**Directions for this task**
Print the entries that appear below, exactly as written and without their pictures.

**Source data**

────────────────

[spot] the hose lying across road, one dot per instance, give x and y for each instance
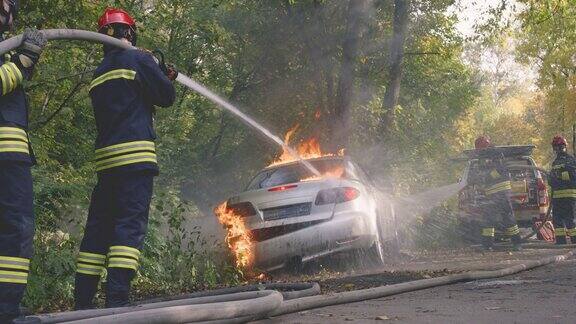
(243, 304)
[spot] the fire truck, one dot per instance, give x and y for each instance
(530, 199)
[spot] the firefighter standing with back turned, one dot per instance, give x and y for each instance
(16, 159)
(562, 179)
(127, 86)
(493, 179)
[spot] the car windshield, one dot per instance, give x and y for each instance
(291, 173)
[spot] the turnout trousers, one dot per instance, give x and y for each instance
(499, 213)
(16, 234)
(563, 218)
(114, 234)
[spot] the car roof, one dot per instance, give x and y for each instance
(324, 158)
(506, 151)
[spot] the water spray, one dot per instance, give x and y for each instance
(75, 34)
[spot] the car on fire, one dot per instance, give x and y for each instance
(294, 217)
(529, 198)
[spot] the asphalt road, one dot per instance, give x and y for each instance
(542, 295)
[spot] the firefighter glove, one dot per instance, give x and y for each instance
(171, 72)
(33, 42)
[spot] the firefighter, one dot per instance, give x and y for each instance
(127, 85)
(563, 182)
(493, 179)
(16, 160)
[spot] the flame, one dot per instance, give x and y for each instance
(307, 149)
(237, 237)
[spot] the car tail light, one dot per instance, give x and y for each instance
(245, 209)
(336, 195)
(542, 193)
(282, 188)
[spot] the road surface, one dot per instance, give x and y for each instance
(542, 295)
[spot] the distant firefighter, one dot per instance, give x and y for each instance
(563, 182)
(493, 180)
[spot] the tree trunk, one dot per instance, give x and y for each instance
(357, 16)
(396, 57)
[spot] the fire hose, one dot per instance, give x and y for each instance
(250, 303)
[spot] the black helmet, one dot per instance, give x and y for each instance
(13, 5)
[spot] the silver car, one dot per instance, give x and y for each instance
(294, 218)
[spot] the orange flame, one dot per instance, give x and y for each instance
(307, 149)
(237, 237)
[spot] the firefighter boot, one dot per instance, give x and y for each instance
(571, 232)
(118, 287)
(560, 234)
(85, 291)
(488, 238)
(516, 242)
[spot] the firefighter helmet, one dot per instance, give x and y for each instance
(559, 141)
(13, 6)
(115, 16)
(482, 142)
(119, 24)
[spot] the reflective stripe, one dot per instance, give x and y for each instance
(123, 257)
(502, 186)
(13, 277)
(97, 259)
(113, 75)
(125, 154)
(90, 263)
(564, 193)
(13, 140)
(514, 230)
(11, 77)
(89, 269)
(489, 232)
(560, 231)
(125, 249)
(14, 263)
(126, 263)
(124, 147)
(100, 257)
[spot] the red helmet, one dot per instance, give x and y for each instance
(559, 141)
(115, 16)
(482, 142)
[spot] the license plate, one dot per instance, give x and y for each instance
(289, 211)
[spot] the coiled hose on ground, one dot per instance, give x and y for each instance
(241, 304)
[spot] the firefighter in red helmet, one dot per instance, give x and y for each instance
(493, 181)
(562, 180)
(127, 87)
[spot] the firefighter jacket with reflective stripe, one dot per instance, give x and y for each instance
(493, 179)
(14, 143)
(126, 87)
(563, 176)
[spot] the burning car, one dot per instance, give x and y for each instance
(292, 216)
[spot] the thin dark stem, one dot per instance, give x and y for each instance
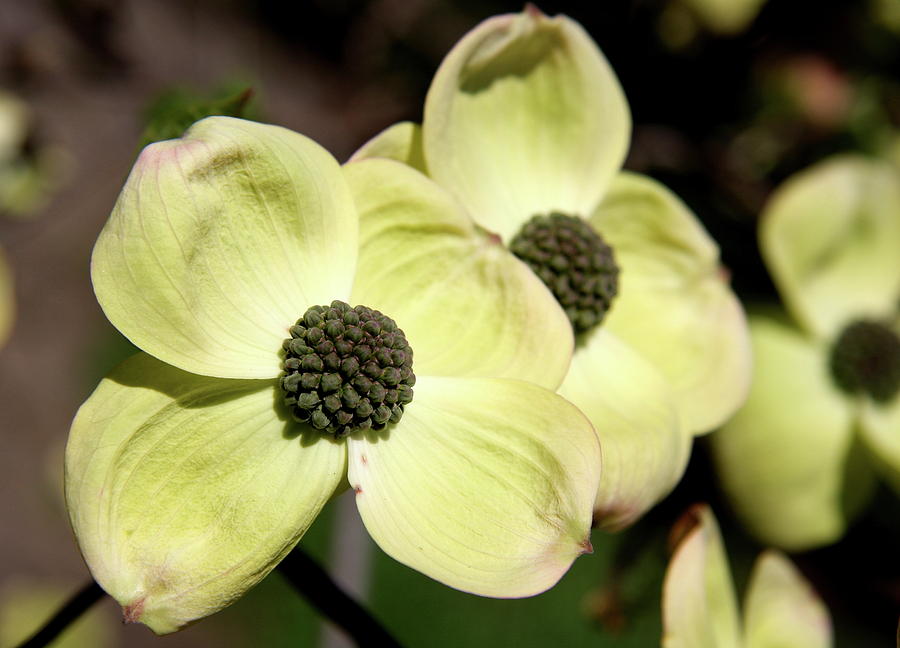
(68, 613)
(322, 592)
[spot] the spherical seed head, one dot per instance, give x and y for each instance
(865, 359)
(574, 262)
(347, 369)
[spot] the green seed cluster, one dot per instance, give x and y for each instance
(865, 359)
(347, 369)
(574, 262)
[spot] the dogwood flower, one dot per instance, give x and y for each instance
(700, 609)
(526, 124)
(799, 459)
(232, 259)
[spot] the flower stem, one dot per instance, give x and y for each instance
(68, 613)
(314, 583)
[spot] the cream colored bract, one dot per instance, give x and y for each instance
(797, 459)
(186, 479)
(700, 608)
(525, 117)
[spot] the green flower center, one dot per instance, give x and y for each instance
(574, 262)
(347, 369)
(866, 359)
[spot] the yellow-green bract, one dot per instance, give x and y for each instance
(800, 458)
(700, 608)
(526, 117)
(187, 481)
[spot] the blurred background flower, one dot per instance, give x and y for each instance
(823, 416)
(700, 608)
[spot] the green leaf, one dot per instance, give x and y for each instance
(645, 450)
(486, 485)
(525, 116)
(184, 491)
(467, 305)
(220, 241)
(674, 305)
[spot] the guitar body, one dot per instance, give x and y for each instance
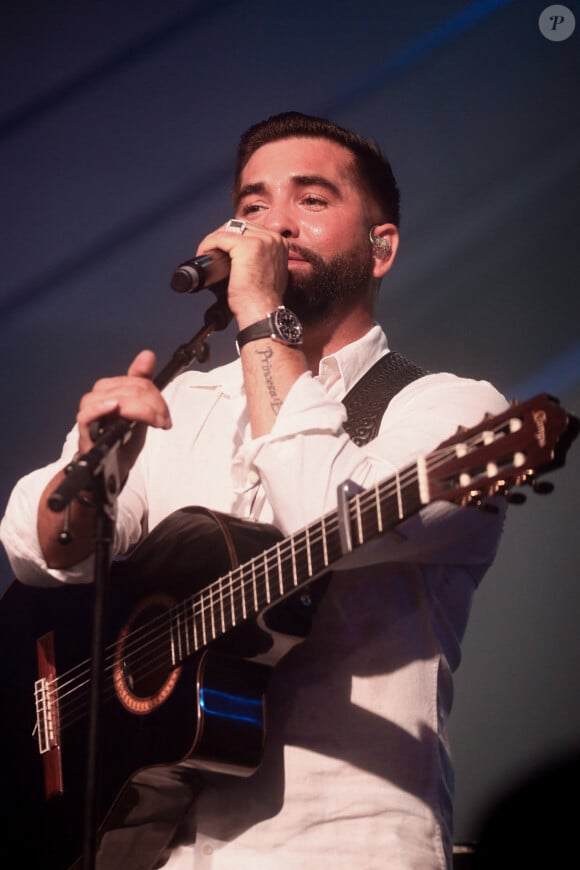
(195, 620)
(208, 712)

────────────────

**Expected answer**
[spot] the hose lying across road, one dot per instance, give x and y for each instance
(243, 304)
[spot] the fire truck, one dot per instance, give x and y for each instance
(530, 199)
[spot] the firefighter standing with back turned, one dot per instance, give x and y for each instance
(16, 159)
(562, 179)
(127, 86)
(493, 179)
[spot] the car windshield, one dot per instance, give x and y for each instance
(291, 173)
[spot] the turnout trousers, one dot per instance, give x and y for each instance
(499, 213)
(16, 234)
(563, 218)
(114, 234)
[spot] the car roof, one dot per instance, give x and y for each instance
(324, 158)
(506, 151)
[spot] the water spray, one dot per instance, give x and y for each instance
(75, 34)
[spot] the car on fire, one dot per instance, give x and y for each instance
(294, 217)
(529, 198)
[spot] the asphalt road, one dot per instance, give x and y for each instance
(542, 295)
[spot] the firefighter glove, one dot per instance, give x and y for each instance
(171, 72)
(33, 42)
[spot] the firefighter, one dot per instance, give x and y for each instance
(127, 85)
(563, 182)
(493, 179)
(16, 160)
[spot] the flame, one dot per instance, give x and y for each instance
(307, 149)
(237, 237)
[spot] the car tail light, one dot per instance, give x and y for each instance
(245, 209)
(336, 195)
(542, 193)
(282, 188)
[spot] the road surface, one dot per instance, give x and y for each instance
(542, 295)
[spot] the distant firefighter, one dot per instance, give x and y for each instance
(563, 182)
(493, 180)
[spot] the tree trunk, one dot per instance, give x and y for each instance
(357, 16)
(396, 57)
[spot] the fire hose, one dot per instance, give x and y for each instance
(250, 303)
[spot] the black helmet, one dot per instance, give x and y for each instance
(13, 5)
[spot] the silver car, one dot per instance, give x and y for each instance
(294, 218)
[spot] the orange flame, one dot per instance, give x and y for each instance
(307, 149)
(237, 237)
[spot] the firefighter boot, one dot per instance, give x and y for each instance
(571, 232)
(118, 287)
(560, 234)
(85, 291)
(488, 238)
(516, 242)
[spot] the firefighter helmet, one dot per instance, give x and y for each instance
(559, 141)
(13, 6)
(115, 16)
(482, 142)
(119, 24)
[spot] the reflective stripe, one dot per instance, give x and y for each instance
(123, 257)
(502, 186)
(13, 277)
(97, 259)
(113, 75)
(125, 154)
(90, 263)
(564, 193)
(13, 140)
(514, 230)
(11, 77)
(89, 269)
(489, 232)
(560, 231)
(125, 249)
(14, 263)
(126, 263)
(124, 147)
(100, 257)
[spot] the red helmet, one dot per instance, give x and y for each instance
(559, 141)
(115, 16)
(482, 142)
[spot] the license plate, one dot per instance, give x and y for each instance
(289, 211)
[spot] the coiled hose on ground, one dot per instance, give x and y for each instance
(241, 304)
[spot] the firefighter in red helmet, one dot per instance, give x and y for each instance
(493, 181)
(562, 180)
(127, 87)
[spot] the firefighter jacket with reflective stripe, one dot per instance, give x and y for each instance
(493, 179)
(14, 143)
(126, 87)
(563, 176)
[spot] the burning car, one dot per instance, give x and y for each instance
(292, 216)
[spot] the thin dark stem, one dot per instance, give x and y for each instance
(68, 613)
(322, 592)
[spot] the spherical seed head, one dot per instance, give x and y for each instance
(865, 359)
(574, 262)
(347, 369)
[spot] the green seed cluster, one dot per instance, give x and y for each instance
(865, 359)
(347, 369)
(574, 262)
[spot] the dogwood flower, one dot per instance, give x and y for each instance
(700, 609)
(526, 124)
(799, 459)
(232, 259)
[spot] the flower stem, one dot per instance, give x and y for each instance
(68, 613)
(314, 583)
[spot] the cream colored bract, one dot per instance, give x and y for each instance
(797, 459)
(186, 479)
(700, 608)
(525, 117)
[spot] the green flower center, one dot per instance, give x and y for each instance
(574, 262)
(347, 369)
(866, 359)
[spot] the yellow-green bract, one dot per instance, give x and y for each instance
(800, 458)
(700, 608)
(526, 117)
(187, 481)
[spot] the blurred background flower, one dot per instance, give x and y for each instance
(823, 416)
(700, 608)
[spot] the green leaf, one dot per instance, give x and y for each instance
(645, 450)
(486, 485)
(525, 116)
(184, 491)
(467, 305)
(220, 241)
(674, 305)
[spot] the guitar body, one dot per instance, give x and y for each instance
(195, 620)
(208, 712)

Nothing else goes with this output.